* Your tasks:
a) Reproduce the code in the forum thread starting with "options.setRunner(classOf[InProcessPipelineRunner])" and going on through "1.0), KV.of(2, 2.0)))", substituting "DirectPipelineRunner" for "InProcessPipelineRunner".
b) According to the forum thread, what can the schema of CoGbkResult be determined from?
c) List every comment line (a line starting with //) in the code in the forum thread.
-- START OF Page text --
Closed bcasey-zd closed 7 years ago
@bcasey-zd LGTM :shipit:
Ok, I'm stuck on the following use case:
val options = PipelineOptionsFactory.as(classOf[InProcessPipelineOptions])
options.setRunner(classOf[InProcessPipelineRunner])
val begin = Pipeline.create(options).begin
val pc1 = begin.apply(Create.of(KV.of(1, 1.0), KV.of(2, 2.0)))
val pc2 = begin.apply(Create.of(KV.of(1, 3L)))
val tag1 = new TupleTag[Double]()
val tag2 = new TupleTag[Long]()
// Merge collection values into a CoGbkResult collection.
val coGbkResultCollection =
KeyedPCollectionTuple.of(tag1, pc1)
.and(tag2, pc2)
.apply(CoGroupByKey.create[Int]())
implicit val magic = CoGbkResult.CoGbkResultCoder
val finalResultCollection =
coGbkResultCollection.parDo {
(c: DoFn[KV[Int, CoGbkResult], KV[Int, List[String]]]#ProcessContext) => {
val e = c.element
// Get all collection 1 values
val pt1Vals = e.getValue().getAll(tag1)
// Now get collection 2 values
val pt2Val = e.getValue().getOnly(tag2, -1L)
c.output(List("a", "b"))
}
}
.foreach(println)
.run()
It's failing to find a coder for CoGbkResult but I'm not sure how to provide one.
Seems like CoGbkResult uses a weird kind of schema system to wrap the tuples, see https://github.com/GoogleCloudPlatform/DataflowJavaSDK/blob/master/sdk/src/test/java/com/google/cloud/dataflow/sdk/transforms/join/CoGbkResultCoderTest.java
It looks like the schema can be determined based on the TupleTagList used in the CoGroupByKey.
Alternatively – can we detect if a coder has already been manually assigned to a pcollection? I believe CoGroupByKey sets the coder itself.
Alternatively – can we detect if a coder has already been manually assigned to a pcollection? I believe CoGroupByKey sets the coder itself.
That might work - we'll still need a 'fake' CoGbkResult coder in implicit scope, so it doesn't feel like the most robust of solutions.
Yep, that's another approach - we create the coder re-using the same code. The user would have to be a little careful with the implicit scope - as one CoGroupByKey coder is different from another, you couldn't have one globally
@bcasey-zd this hack is working: https://github.com/zendesk/scala-flow/pull/10/files#diff-ab760eb0462134574d8aed2e6a2077ed
I haven't been able to generalize it yet.
After much digging around, I think the best approach is to shield users from having to work with KeyedPCollectionTuple and CoGbkResult at all, as these are not statically typed and therefore break our ability to statically guarantee that a coder is available.
I've pushed an example of that in the form of coGroupBykey
, a function that returns an actual Scala tuple. We'd need to generate versions for all tuple sizes, of course.
I think this is the best course of action. It allows us to maintain the guarantees we want to make.
-- END OF Page text --
-- START OF Listed records --
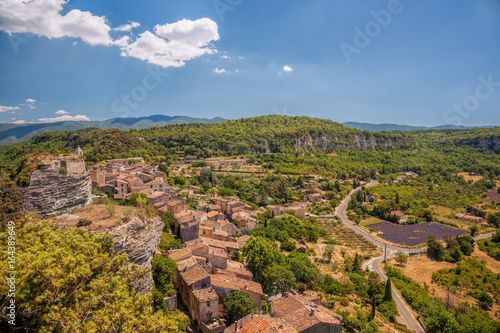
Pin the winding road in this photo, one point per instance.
(374, 263)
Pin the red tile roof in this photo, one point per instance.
(301, 313)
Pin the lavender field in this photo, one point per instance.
(414, 234)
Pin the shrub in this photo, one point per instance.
(83, 222)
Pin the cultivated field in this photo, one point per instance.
(345, 236)
(414, 234)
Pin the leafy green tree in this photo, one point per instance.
(328, 252)
(485, 300)
(302, 267)
(163, 269)
(388, 291)
(473, 230)
(278, 277)
(401, 258)
(69, 280)
(434, 248)
(239, 304)
(442, 322)
(168, 220)
(260, 255)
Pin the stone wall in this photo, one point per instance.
(51, 191)
(139, 239)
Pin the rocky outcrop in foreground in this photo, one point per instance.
(490, 142)
(139, 239)
(51, 191)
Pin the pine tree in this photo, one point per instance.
(388, 291)
(373, 307)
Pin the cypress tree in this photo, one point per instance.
(388, 291)
(373, 307)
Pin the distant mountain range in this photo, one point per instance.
(11, 133)
(395, 127)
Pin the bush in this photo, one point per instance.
(388, 310)
(83, 222)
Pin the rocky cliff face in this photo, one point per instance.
(490, 142)
(359, 142)
(51, 191)
(139, 239)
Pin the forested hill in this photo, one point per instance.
(11, 133)
(488, 138)
(271, 134)
(275, 134)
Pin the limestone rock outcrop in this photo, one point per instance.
(58, 186)
(139, 239)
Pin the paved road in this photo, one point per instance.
(374, 263)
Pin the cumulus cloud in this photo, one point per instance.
(78, 117)
(172, 44)
(220, 71)
(169, 45)
(128, 27)
(8, 108)
(44, 18)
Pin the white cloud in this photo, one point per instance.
(174, 43)
(220, 71)
(65, 118)
(128, 27)
(44, 18)
(170, 45)
(8, 108)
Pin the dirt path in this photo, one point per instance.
(491, 263)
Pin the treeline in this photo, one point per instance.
(279, 134)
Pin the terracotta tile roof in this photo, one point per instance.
(217, 252)
(260, 324)
(187, 263)
(222, 281)
(205, 295)
(194, 274)
(177, 255)
(301, 313)
(212, 214)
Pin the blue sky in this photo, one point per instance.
(408, 62)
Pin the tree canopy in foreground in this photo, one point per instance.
(69, 280)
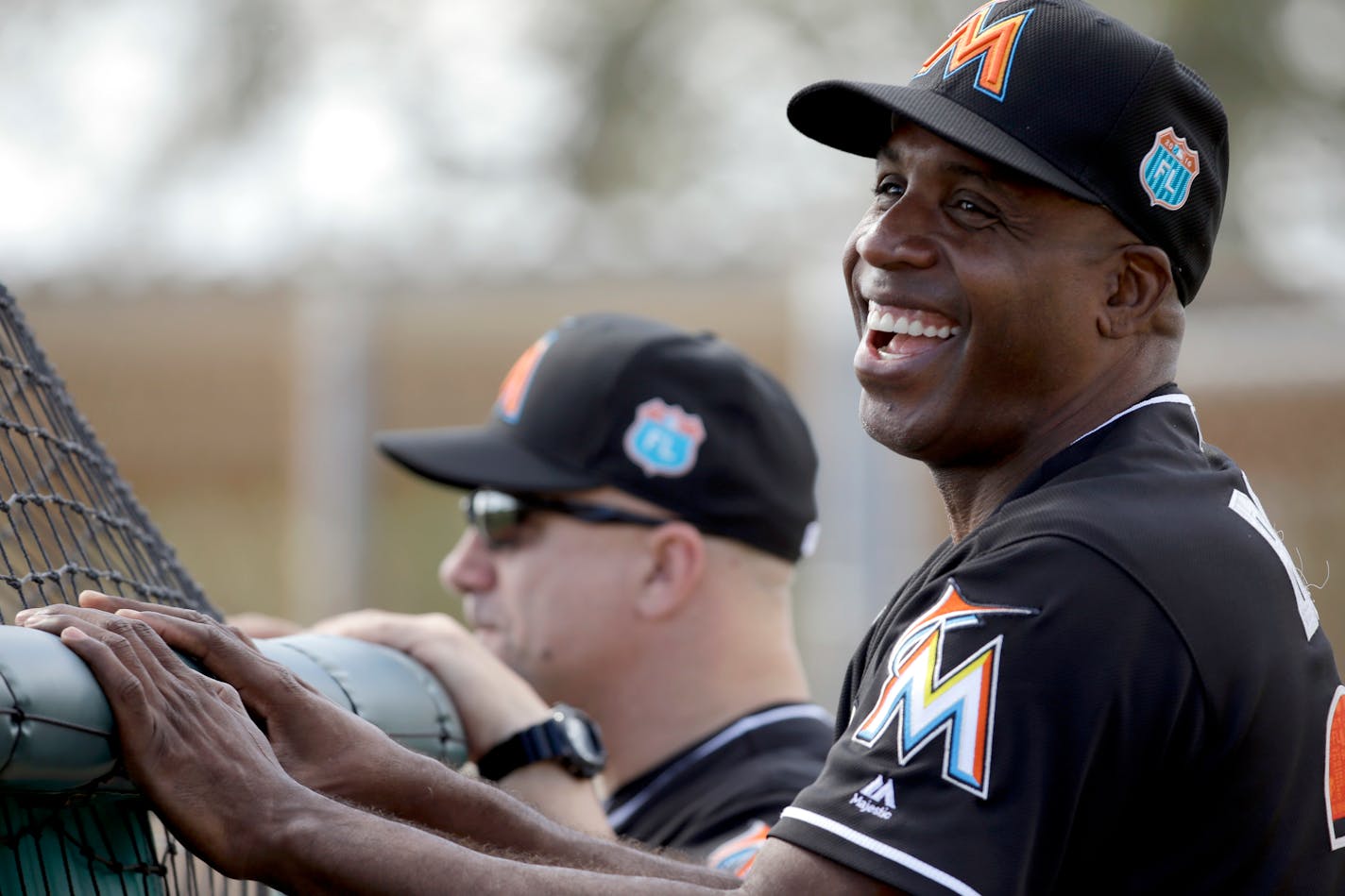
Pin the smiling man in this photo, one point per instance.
(1110, 678)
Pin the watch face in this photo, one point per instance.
(589, 756)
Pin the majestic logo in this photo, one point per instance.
(990, 46)
(663, 440)
(877, 798)
(508, 404)
(738, 854)
(925, 703)
(1336, 769)
(1167, 170)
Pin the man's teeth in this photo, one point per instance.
(906, 326)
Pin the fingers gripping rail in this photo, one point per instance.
(57, 731)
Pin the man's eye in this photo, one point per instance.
(889, 189)
(974, 211)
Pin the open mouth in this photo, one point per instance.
(894, 331)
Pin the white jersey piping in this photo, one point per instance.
(878, 848)
(1176, 398)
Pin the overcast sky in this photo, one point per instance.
(504, 139)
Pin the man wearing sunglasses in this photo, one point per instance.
(637, 505)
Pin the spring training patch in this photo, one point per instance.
(1167, 170)
(663, 440)
(927, 702)
(508, 404)
(992, 46)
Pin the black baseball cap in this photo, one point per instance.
(681, 420)
(1069, 95)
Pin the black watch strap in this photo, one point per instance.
(568, 736)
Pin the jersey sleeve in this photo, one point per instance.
(995, 718)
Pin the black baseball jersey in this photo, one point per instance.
(717, 800)
(1115, 685)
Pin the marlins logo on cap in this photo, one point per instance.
(508, 405)
(992, 46)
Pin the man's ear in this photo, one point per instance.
(1142, 282)
(675, 566)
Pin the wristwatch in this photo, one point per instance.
(570, 737)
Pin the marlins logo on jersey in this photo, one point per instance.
(989, 44)
(1336, 769)
(923, 702)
-- END OF Listed records --
* Worked solutions:
a)
options.setRunner(classOf[DirectPipelineRunner])
val begin = Pipeline.create(options).begin
val pc1 = begin.apply(Create.of(KV.of(1, 1.0), KV.of(2, 2.0)))

b) The TupleTagList used in the CoGroupByKey.

c)
- // Merge collection values into a CoGbkResult collection.
- // Get all collection 1 values
- // Now get collection 2 values